Nesse tanto de romance de formação que contém, o filme acompanha Kaiko (os pais separados, ele vive com a mãe) e Kyoko (ela e o pai preocupados com a doença e provável morte da mãe em breve). O aprendizado se dá entre a morte de um des­conhecido por afogamento e os ciúmes do filho com os amantes da mãe. Entre a paixão de Kyoko pelo mar e o medo de Kaiko diante do mar. Entre a visita do filho ao pai, em Tóquio e as conversas da filha com a mãe. Entre os jovens que começam e não começam um namoro, a presença e os conselhos serenos do velho pescador Kamejiro (o “papai tartaruga”). Nas palavras da diretora o filme nos conta “como dois jovens aprendem a aceitar os outros, a tomar consciência do mundo que nos rodeia, a guardar na memória a experiência de vida das gerações passadas”.

Mas, se observamos também o modo de narrar, e não nos esquecermos dos impul­sos que levaram a diretora a realizar o filme (é seu oitavo longa-metragem de fic­ção, e o primeiro que ela filma fora de sua cidade natal, Nara) Futatsume no mado se revela mais próximo de um ensaio cinematográfico que de um romance de for­mação – um ensaio sobre (como queria Eisenstein) a natureza não-indiferente.

■ Registros fornecidos:
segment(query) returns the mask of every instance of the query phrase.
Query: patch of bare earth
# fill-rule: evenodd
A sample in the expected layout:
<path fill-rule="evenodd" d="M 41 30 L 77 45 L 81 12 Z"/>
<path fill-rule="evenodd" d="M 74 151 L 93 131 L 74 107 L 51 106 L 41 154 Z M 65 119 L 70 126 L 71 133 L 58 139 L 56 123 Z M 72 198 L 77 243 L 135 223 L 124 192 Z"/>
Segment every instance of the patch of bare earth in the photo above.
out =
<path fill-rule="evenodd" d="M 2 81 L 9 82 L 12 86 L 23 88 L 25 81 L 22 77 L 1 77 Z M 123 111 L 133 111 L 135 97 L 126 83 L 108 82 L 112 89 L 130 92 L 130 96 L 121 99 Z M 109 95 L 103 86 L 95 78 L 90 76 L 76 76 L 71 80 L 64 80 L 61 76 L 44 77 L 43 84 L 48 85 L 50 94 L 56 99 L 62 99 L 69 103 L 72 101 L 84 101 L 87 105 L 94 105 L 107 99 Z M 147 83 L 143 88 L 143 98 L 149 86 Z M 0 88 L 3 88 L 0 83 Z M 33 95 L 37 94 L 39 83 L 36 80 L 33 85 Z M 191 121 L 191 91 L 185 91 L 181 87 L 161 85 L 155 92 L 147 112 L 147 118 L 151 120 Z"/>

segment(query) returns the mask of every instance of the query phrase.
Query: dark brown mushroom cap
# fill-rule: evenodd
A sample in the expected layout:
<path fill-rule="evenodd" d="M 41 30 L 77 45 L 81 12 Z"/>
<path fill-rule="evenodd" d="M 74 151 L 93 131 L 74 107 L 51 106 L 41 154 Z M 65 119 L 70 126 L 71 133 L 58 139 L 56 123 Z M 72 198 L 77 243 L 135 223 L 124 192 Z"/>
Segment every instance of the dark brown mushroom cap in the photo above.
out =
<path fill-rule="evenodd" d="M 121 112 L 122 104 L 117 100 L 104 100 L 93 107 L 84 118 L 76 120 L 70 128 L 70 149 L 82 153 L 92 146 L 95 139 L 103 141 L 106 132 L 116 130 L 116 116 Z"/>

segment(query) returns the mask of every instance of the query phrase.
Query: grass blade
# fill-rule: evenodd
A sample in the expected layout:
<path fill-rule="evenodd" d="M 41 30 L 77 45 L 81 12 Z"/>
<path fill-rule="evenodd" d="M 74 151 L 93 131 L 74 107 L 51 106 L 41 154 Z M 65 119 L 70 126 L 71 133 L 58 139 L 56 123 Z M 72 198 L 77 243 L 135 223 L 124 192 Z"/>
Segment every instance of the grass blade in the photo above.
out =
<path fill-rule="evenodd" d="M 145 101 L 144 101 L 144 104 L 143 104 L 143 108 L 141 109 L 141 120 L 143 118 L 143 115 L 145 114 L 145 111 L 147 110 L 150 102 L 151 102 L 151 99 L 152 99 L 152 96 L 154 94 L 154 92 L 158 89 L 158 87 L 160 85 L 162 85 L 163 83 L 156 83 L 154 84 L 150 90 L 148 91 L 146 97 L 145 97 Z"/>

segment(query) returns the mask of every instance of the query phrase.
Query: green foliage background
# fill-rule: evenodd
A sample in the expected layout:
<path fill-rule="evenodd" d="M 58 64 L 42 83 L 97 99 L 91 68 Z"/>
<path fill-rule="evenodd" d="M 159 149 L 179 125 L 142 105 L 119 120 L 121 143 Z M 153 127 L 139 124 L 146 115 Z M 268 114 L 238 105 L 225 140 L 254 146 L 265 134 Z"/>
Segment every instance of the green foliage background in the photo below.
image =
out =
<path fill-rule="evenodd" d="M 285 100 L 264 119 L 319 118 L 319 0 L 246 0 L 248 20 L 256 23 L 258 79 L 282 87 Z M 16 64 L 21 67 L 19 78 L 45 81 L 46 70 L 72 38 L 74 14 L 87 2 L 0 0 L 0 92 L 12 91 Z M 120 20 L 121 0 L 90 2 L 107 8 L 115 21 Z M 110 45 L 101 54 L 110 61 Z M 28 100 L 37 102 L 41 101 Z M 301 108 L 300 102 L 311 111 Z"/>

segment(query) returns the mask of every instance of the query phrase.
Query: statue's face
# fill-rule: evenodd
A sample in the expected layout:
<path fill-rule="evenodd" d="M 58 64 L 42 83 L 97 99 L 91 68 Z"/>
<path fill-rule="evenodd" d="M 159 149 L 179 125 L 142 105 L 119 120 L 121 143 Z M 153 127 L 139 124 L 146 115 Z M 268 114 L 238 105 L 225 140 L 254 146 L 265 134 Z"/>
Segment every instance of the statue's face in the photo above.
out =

■ Sua tarefa:
Escreva a continuação do texto sobre o filme Futatsume no mado, começando logo após a última frase apresentada.

■ Resposta ao exercício:
“O tema central é o assassinato dos deuses. Os deuses da natureza venerados em Amami, o mar, as montanhas, as plantas, deuses silenciosos que podem ser fa­cilmente mortos em nome de um assim chamado desenvolvimento”. Assim, na imagem, não só, nem principalmente, o que os personagens dizem e fazem, mas a paisagem de Amami: as árvores, as montanhas, o vento na vegetação, as grandes ondas que quebram na praia, o mar, sobretudo o mar, o fundo do mar, “a natureza com toda sua energia protetora, outras vezes, destrutiva, outras, basta lembrar o tsunami em Fukushima, e em toda a sua beleza, para não perder a consciência do mundo que nos rodeia”.

Esse tanto de filme-ensaio colado na história do aprendizado de dois adolescentes conduz o espectador a uma segunda espécie de romance de formação, um outro aprendizado, transmitido pela gente de Amami: “não estamos no centro de todas as coisas, somos uma parte do ciclo da natureza”. A diretora destaca o que pensa a gente da ilha: “para eles a fronteira entre a vida e a morte não está claramente marcada. As pessoas não choram a morte de um ente querido, veem isso como uma separação temporária no fluxo do tempo. A alma continuará a viver feliz e sorridente no país de Neriyakanaya”. Por isso mesmo, no filme, o “papai tartaruga” explica para os jovens que as pessoas na verdade não morrem, apenas retornam para a casa em que nasceram.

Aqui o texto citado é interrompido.